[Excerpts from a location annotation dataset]
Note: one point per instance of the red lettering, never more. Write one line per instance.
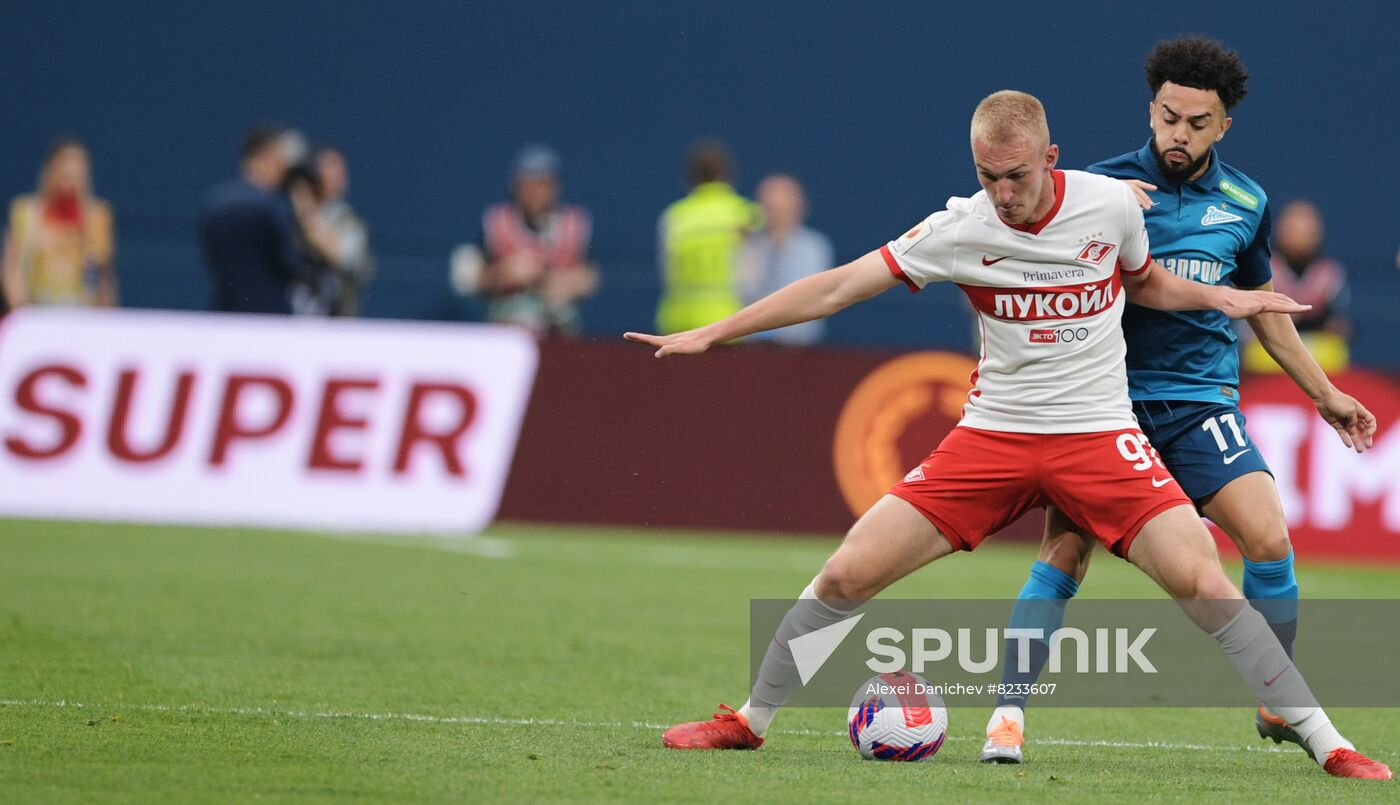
(416, 431)
(331, 420)
(116, 441)
(230, 429)
(28, 401)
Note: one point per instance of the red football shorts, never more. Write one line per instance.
(977, 482)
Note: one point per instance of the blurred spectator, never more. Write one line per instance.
(536, 251)
(353, 261)
(317, 284)
(783, 252)
(1302, 272)
(248, 233)
(699, 240)
(59, 245)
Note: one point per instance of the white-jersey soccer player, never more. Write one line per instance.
(1046, 258)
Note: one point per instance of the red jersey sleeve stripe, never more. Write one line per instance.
(893, 268)
(1140, 269)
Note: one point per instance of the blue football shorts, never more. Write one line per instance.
(1203, 444)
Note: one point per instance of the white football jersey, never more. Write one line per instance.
(1049, 303)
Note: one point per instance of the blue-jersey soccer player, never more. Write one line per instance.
(1208, 223)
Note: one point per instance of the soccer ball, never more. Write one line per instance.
(898, 717)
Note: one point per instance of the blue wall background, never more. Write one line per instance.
(867, 102)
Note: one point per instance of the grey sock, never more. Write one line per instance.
(777, 674)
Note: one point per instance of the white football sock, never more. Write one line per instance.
(1008, 711)
(777, 674)
(758, 717)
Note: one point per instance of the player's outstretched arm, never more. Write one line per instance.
(808, 298)
(1343, 412)
(1159, 289)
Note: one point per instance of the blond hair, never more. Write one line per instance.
(1008, 116)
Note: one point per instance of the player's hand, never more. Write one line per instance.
(1353, 422)
(686, 343)
(1238, 304)
(1140, 189)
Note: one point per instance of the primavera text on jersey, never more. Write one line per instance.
(1211, 230)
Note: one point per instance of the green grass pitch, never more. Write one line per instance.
(182, 664)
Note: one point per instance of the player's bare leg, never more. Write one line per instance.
(1249, 511)
(886, 543)
(1179, 555)
(1060, 567)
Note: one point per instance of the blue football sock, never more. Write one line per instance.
(1273, 590)
(1040, 605)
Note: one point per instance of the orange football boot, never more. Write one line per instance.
(1348, 763)
(725, 731)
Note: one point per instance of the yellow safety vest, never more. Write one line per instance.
(700, 238)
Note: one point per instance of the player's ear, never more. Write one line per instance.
(1224, 128)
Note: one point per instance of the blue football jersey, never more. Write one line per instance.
(1211, 230)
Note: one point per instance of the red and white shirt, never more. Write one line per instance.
(1049, 303)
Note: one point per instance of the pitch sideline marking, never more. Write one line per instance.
(499, 721)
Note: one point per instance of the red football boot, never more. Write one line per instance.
(725, 731)
(1348, 763)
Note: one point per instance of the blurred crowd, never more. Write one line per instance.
(282, 237)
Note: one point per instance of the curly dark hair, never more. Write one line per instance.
(1197, 62)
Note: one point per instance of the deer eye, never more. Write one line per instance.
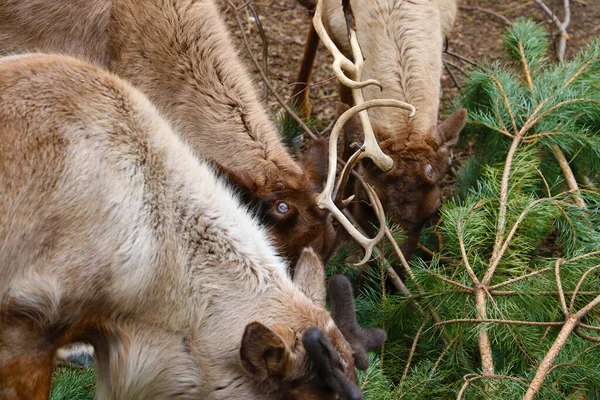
(429, 170)
(282, 207)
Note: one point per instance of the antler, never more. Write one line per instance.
(370, 147)
(325, 358)
(361, 339)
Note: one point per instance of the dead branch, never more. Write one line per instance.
(501, 17)
(561, 295)
(462, 58)
(452, 76)
(265, 45)
(562, 26)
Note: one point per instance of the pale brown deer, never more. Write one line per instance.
(180, 54)
(112, 232)
(402, 43)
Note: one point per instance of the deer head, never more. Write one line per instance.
(410, 191)
(287, 205)
(311, 362)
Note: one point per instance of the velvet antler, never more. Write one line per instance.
(361, 339)
(326, 361)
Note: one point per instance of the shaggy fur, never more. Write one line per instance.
(402, 43)
(179, 53)
(113, 233)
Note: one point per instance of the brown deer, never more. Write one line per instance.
(112, 232)
(402, 43)
(179, 53)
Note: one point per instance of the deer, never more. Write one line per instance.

Set problem :: Starting at the first line of the items and going on through the line that contains "(1203, 444)", reproduce every line word for word, with both ends included. Leave the pictures out of your copy.

Finished task ::
Note: one point per instance of the red lettering, never more. Write one line per instance.
(416, 431)
(331, 420)
(116, 441)
(230, 429)
(28, 401)
Note: one point per instance of the red football shorts, never more. Write one line per instance.
(977, 482)
Note: one point per instance of the blurred spectator, never more. Write one line per instance.
(536, 251)
(353, 261)
(317, 284)
(783, 252)
(1302, 272)
(248, 233)
(699, 240)
(59, 245)
Note: one point per instance of the white-jersey soccer player, never more. Write one line per instance.
(1046, 258)
Note: one point per instance of the red jersey sleeve stripe, never more. Write one line per instance.
(893, 268)
(1140, 269)
Note: one point per instance of the blue football shorts, never more. Write one line per instance.
(1203, 444)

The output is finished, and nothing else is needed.